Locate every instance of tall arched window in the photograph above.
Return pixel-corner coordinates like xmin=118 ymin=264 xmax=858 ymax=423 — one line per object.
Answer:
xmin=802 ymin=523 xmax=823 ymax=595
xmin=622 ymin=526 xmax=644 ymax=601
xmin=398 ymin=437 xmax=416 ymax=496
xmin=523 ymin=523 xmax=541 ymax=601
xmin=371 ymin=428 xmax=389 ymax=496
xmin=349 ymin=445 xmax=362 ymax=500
====================
| WHAT IS BEING ASKED |
Copy the listing above word for word, every line included.

| RESULT FOR THIS TASK |
Locate every instance of tall arched window in the photograph above.
Return pixel-corner coordinates like xmin=118 ymin=264 xmax=858 ymax=423 — one line per object.
Answer:
xmin=802 ymin=523 xmax=823 ymax=595
xmin=622 ymin=526 xmax=644 ymax=601
xmin=398 ymin=437 xmax=416 ymax=496
xmin=523 ymin=523 xmax=541 ymax=601
xmin=371 ymin=428 xmax=389 ymax=496
xmin=349 ymin=445 xmax=362 ymax=500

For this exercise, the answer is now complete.